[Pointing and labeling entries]
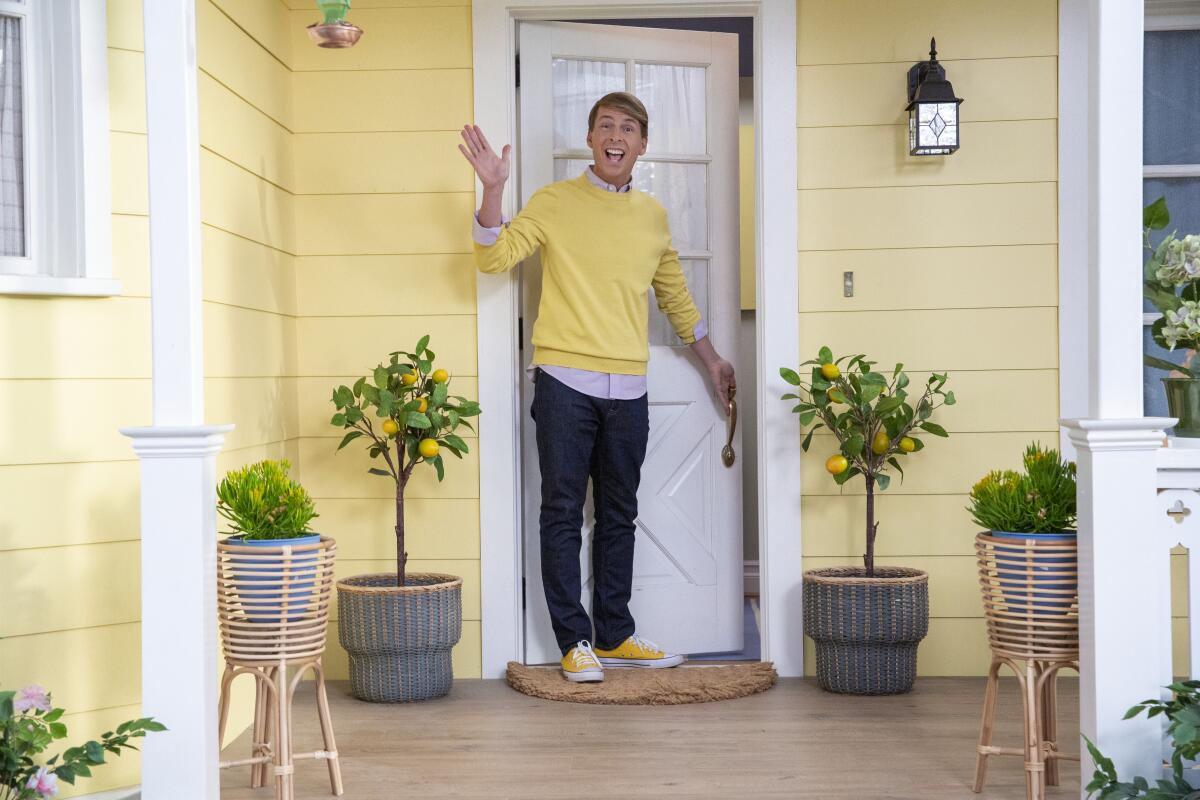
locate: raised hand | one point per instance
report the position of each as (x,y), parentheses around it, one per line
(492,169)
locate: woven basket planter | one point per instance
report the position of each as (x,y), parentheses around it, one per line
(400,638)
(867,630)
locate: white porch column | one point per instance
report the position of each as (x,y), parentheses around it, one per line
(178,452)
(1120,630)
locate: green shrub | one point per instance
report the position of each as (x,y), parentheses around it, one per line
(1038,500)
(261,501)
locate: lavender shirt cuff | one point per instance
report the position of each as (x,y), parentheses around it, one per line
(486,236)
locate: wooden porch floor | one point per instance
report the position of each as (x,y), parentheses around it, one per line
(486,740)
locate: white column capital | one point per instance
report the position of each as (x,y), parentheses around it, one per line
(1109,435)
(172,441)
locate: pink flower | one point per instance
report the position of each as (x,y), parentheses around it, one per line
(31,697)
(43,782)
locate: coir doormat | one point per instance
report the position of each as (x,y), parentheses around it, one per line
(687,684)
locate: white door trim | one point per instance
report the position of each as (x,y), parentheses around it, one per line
(778,306)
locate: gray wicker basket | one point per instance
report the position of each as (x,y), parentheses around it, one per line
(400,638)
(867,630)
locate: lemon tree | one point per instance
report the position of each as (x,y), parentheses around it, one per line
(873,415)
(406,415)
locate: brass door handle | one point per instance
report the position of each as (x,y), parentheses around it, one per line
(727,453)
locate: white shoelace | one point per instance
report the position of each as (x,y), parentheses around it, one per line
(583,657)
(646,644)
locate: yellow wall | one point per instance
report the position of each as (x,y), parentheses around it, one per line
(954,262)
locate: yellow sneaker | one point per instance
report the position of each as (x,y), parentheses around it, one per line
(580,665)
(636,651)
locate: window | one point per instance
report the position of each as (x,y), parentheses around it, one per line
(1170,156)
(54,184)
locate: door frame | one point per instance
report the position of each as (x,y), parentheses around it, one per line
(777,329)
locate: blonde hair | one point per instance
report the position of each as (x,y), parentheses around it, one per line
(623,102)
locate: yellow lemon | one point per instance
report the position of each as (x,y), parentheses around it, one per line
(837,464)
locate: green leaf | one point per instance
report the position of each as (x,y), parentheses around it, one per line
(349,437)
(933,427)
(1156,216)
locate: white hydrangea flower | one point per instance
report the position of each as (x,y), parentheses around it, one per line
(1182,324)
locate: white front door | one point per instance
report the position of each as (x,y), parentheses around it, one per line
(688,558)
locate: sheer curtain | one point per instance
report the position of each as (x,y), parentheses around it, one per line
(12,163)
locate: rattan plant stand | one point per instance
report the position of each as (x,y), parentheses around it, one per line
(273,605)
(1031,605)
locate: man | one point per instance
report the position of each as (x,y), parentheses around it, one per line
(604,245)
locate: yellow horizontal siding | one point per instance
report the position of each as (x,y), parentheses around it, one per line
(131,254)
(342,286)
(243,272)
(330,474)
(227,329)
(316,409)
(931,277)
(858,31)
(397,38)
(235,130)
(57,421)
(93,338)
(388,162)
(940,340)
(340,346)
(65,662)
(877,155)
(874,94)
(435,528)
(263,409)
(241,64)
(378,224)
(433,100)
(126,91)
(102,507)
(267,22)
(103,579)
(945,467)
(929,216)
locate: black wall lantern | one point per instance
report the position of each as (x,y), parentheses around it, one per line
(933,108)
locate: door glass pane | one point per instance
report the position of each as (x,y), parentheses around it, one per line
(682,190)
(577,85)
(675,101)
(695,272)
(12,149)
(1171,97)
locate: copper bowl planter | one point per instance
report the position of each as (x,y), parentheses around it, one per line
(340,34)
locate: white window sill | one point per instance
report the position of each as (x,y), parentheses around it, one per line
(47,286)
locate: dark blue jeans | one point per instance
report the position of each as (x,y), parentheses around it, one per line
(582,437)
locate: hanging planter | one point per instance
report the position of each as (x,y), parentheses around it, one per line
(334,30)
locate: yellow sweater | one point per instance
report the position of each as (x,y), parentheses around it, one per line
(601,252)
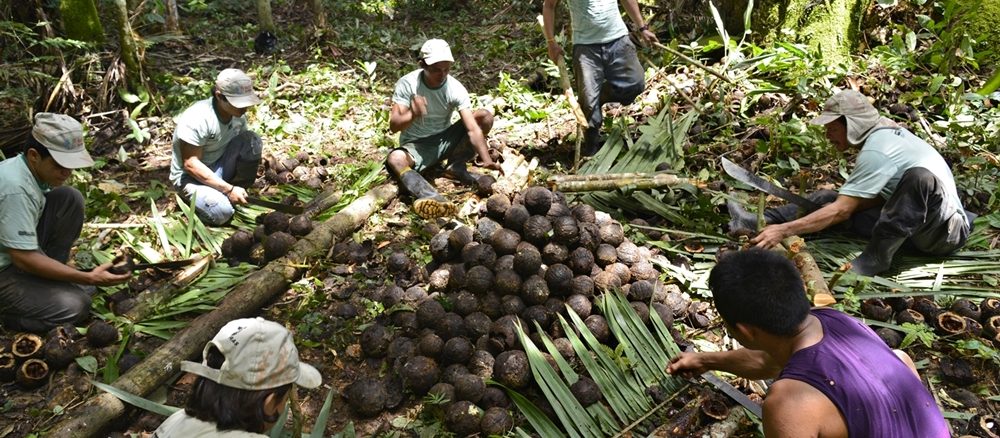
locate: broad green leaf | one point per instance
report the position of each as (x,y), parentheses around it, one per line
(136,400)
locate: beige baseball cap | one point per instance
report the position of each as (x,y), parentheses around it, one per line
(845,103)
(259,354)
(435,50)
(62,135)
(237,87)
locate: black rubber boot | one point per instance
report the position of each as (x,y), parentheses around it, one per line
(460,173)
(246,173)
(429,203)
(877,256)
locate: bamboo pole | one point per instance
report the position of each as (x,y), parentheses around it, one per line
(260,288)
(632,182)
(816,286)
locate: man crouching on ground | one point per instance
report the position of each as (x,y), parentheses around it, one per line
(834,376)
(422,106)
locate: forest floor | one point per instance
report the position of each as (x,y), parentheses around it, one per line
(327,95)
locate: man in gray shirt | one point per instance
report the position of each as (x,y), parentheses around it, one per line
(40,220)
(901,190)
(423,104)
(604,59)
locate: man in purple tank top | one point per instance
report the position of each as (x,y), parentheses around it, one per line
(834,376)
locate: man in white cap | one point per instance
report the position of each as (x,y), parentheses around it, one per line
(900,191)
(244,380)
(422,107)
(605,61)
(40,220)
(215,157)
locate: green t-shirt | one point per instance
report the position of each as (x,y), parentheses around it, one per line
(596,21)
(200,126)
(22,199)
(181,425)
(442,102)
(886,155)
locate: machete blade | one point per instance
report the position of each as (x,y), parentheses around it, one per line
(745,176)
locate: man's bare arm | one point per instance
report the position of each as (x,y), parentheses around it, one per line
(38,264)
(744,362)
(191,157)
(477,139)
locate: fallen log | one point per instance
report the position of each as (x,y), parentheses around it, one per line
(816,286)
(260,288)
(616,181)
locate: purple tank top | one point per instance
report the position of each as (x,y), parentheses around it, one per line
(874,390)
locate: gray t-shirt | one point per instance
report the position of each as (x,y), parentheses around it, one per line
(886,155)
(442,102)
(596,21)
(200,126)
(22,199)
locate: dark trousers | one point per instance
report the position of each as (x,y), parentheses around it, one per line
(913,212)
(35,304)
(606,73)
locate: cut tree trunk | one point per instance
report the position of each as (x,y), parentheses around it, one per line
(815,284)
(129,48)
(833,26)
(259,289)
(264,17)
(171,22)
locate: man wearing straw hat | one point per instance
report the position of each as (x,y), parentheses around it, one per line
(423,103)
(40,220)
(605,61)
(900,191)
(215,157)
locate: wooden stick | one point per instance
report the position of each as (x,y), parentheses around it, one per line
(149,299)
(811,275)
(693,62)
(581,119)
(259,289)
(637,183)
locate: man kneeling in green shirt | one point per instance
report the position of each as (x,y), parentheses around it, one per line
(422,106)
(900,191)
(40,219)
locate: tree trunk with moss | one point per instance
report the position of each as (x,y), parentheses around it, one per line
(264,16)
(171,18)
(833,26)
(127,44)
(319,13)
(80,21)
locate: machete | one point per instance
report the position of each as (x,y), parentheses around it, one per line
(124,265)
(735,394)
(745,176)
(285,208)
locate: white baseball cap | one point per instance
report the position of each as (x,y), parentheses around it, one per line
(63,137)
(435,50)
(237,87)
(259,354)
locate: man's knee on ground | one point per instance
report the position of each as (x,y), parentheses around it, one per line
(484,118)
(65,195)
(398,160)
(71,306)
(918,176)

### Your instructions
Copy every line of the material above word for word, leaving out the pictures.

### Response to the task
locate: raised hand | one point per instance
report the position of each as (x,y), parentheses around it, one per line
(492,169)
locate: woven basket planter | one point per instance
report the position of each as (x,y), parentheses around it, one per line
(400,638)
(867,630)
locate: white porch column | one point per instance
report the position of each as (x,y), parentheses around it, one per line
(178,452)
(1120,630)
locate: green shrub | one point per instance
report the position of each as (x,y), parentheses around it, one per line
(1038,500)
(261,501)
locate: lavender shirt cuff | one point per instance
report the position of each as (x,y), parentheses around it, one per line
(486,236)
locate: wooden porch floor | one point per instance
report the position of each as (x,y), parentheses around it, one per line
(486,740)
locate: white column capital | one point per instance
report the position of each as (x,y), parentheses around it, one per line
(1109,435)
(172,441)
locate: pink flower | one point per instance
report the position of each as (x,y), parentheses around it, one per line
(31,697)
(43,782)
locate: coir doormat | one point per instance
report the position of each as (x,y), parentheses around it, one per line
(687,684)
locate: white door trim | one point per instance
report the position of each as (x,y), parentheses around it, one per line
(778,306)
locate: gray wicker basket | one point per instance
report the position of each as (x,y), parentheses around it, one per line
(400,638)
(867,630)
locate: lemon tree | one point per instance
report the position of each as (x,y), parentheses around it, one per line
(873,415)
(406,415)
locate: brass door handle | one point per instance
report the position of each as (x,y), parentheses around it, one per line
(727,453)
locate: white shoelace | one point per instance
report the position of each as (x,y), parentheses around it, one per line
(583,657)
(646,644)
locate: yellow wall | one point per instance
report the position of each as (x,y), parentheses around it, one per line
(954,262)
locate: yellow sneaker | one point per instance
report the position of each as (x,y), parentheses around it, one per line
(580,665)
(636,651)
locate: window | one point per instance
report the position of each as (x,y), parentheses around it, one per line
(1170,156)
(54,184)
locate: door frame | one point per instance
report the position of each as (x,y), parentheses around it, one per line
(777,329)
locate: blonde hair | one point per instance
report the position of each as (x,y), parentheses around it, one per line
(623,102)
locate: yellow lemon | one point per instance
report the position of each as (x,y), parentheses around it, one per line
(837,464)
locate: green leaf | one point per instance
report the position of each as (x,y), parentheses around it, one per line
(349,437)
(933,427)
(1156,216)
locate: white hydrangea flower | one point per instance
report the position of each as (x,y), parentheses around it, one per line
(1182,324)
locate: white front door | one point per instance
report the position of each as (x,y), parentheses around it, one per line
(688,558)
locate: sheer curtain | one point per instance
report the position of each as (x,y), parentheses around it, one per line
(12,163)
locate: rattan plant stand | one point per instance
report the position of each as (x,y), parentheses around it, one per line
(273,605)
(1031,605)
locate: man | one point per instance
report the position of each as (x,y), parentheses around it, one per line
(604,245)
locate: yellow horizontal siding | one point per instance
report the position of each as (x,y), parentheses around it, one per line
(131,254)
(342,286)
(243,272)
(330,474)
(227,329)
(316,409)
(931,277)
(858,31)
(397,38)
(235,130)
(57,421)
(93,338)
(388,162)
(940,340)
(340,346)
(65,662)
(877,155)
(874,94)
(435,528)
(263,409)
(241,64)
(378,224)
(433,100)
(126,91)
(102,507)
(267,22)
(103,579)
(945,467)
(929,216)
locate: black wall lantern | one point per instance
report the position of each as (x,y), parentheses around it, one per line
(933,108)
locate: door glass pane | one point per instance
report the position of each as (x,y), parentheses around it, one per line
(682,190)
(577,85)
(675,101)
(695,272)
(12,149)
(1171,97)
locate: copper bowl planter | one point per instance
report the position of each as (x,y), parentheses around it, one per line
(340,34)
locate: white window sill | one point per instance
report the position of each as (x,y), parentheses around it, one per line
(47,286)
locate: dark blue jeans | one point per instance
report the position of each as (x,y), parentheses around it, one per line
(582,437)
locate: hanging planter | one point per instance
report the position of each as (x,y), parentheses around it, one per line
(334,30)
locate: yellow sweater | one point per instance
report the position of each as (x,y), parentheses around it, one per line
(601,252)
locate: broad green leaf | one point per instance
report the position of each as (x,y), parentheses around it, one per line
(136,400)
locate: beige baseball cap | one point per instance
report the position of each as (x,y), parentheses around it, one per line
(845,103)
(259,354)
(435,50)
(62,135)
(237,87)
locate: black rubber boot | one point per instance
report the position of each as (x,y), parentheses around it, one per line
(460,173)
(246,173)
(429,203)
(877,256)
locate: bamboo pole | one point per instance
report the position of each as (x,y), parentheses around it, one per line
(260,288)
(632,182)
(816,286)
locate: man crouching on ground | one point per instance
report the position of each as (x,y), parentheses around it, one per line
(834,376)
(422,106)
locate: forest floor | one point per instance
report the position of each as (x,y), parentheses around it, one per line
(327,95)
locate: man in gray shirt | one point per instance
report the position of each as (x,y), parentheses around it, one per line
(40,220)
(901,190)
(423,104)
(604,59)
locate: man in purple tank top | one point per instance
report the position of each as (x,y), parentheses around it, one per line
(834,376)
locate: man in white cap | one point per instance
report the position of each as (x,y), parentheses around it, one per line
(900,191)
(244,380)
(422,107)
(605,61)
(40,220)
(215,157)
locate: green t-shirt | one point per instance
report the position of each as (x,y), parentheses around it, one per line
(596,21)
(200,126)
(22,199)
(181,425)
(442,102)
(886,155)
locate: machete blade | one point per instance
report the position of each as (x,y), parentheses around it, one per line
(745,176)
locate: man's bare arm | one point per instance
report the position of each as (x,y), parentheses around it, one per line
(38,264)
(744,362)
(191,157)
(477,139)
locate: fallen log | one point per instance
report the position of each as (x,y), parentheses around it, one per line
(816,286)
(260,288)
(616,181)
locate: purple tank top | one point per instance
report the position of each as (x,y), parentheses around it, one per line
(874,390)
locate: gray t-shirt | one point per instance
report the position of each as (x,y), parentheses around it, one per line
(886,155)
(442,102)
(596,21)
(200,126)
(22,199)
locate: dark trousers | one point per instance
report the position of each as (x,y), parentheses around it, one per line
(913,212)
(35,304)
(606,73)
locate: cut tree trunk | one point per instance
report the position of each as (x,y), parentheses around it, one per line
(815,284)
(129,48)
(833,26)
(259,289)
(264,17)
(171,22)
locate: man wearing straw hat | one point per instance
report the position of each as (x,y), parentheses around it, one per line
(423,103)
(40,220)
(605,61)
(900,191)
(215,157)
locate: wooden stick | one point per instance
report the position of each as (x,y), parentheses around it, one per line
(149,299)
(811,275)
(693,62)
(581,119)
(259,289)
(637,183)
locate: man kneeling in green shirt | one point per instance
report the position of each as (x,y), parentheses around it, one per line
(422,106)
(900,191)
(40,219)
locate: tree trunk with moss | one point per instance
report the position of each as (x,y), parentheses around it, one per line
(264,16)
(171,18)
(833,26)
(127,44)
(319,13)
(80,21)
locate: machete | one point per instance
report the position of each as (x,y), parentheses around it, one per line
(124,265)
(735,394)
(745,176)
(285,208)
locate: white baseball cap | one point per instance
report the position of each as (x,y), parentheses around it, one per line
(63,137)
(435,50)
(237,87)
(259,354)
locate: man's knee on ground | one point per instance
report the position of each as (x,y), parentheses around it, one per line
(484,118)
(65,195)
(398,160)
(71,306)
(918,176)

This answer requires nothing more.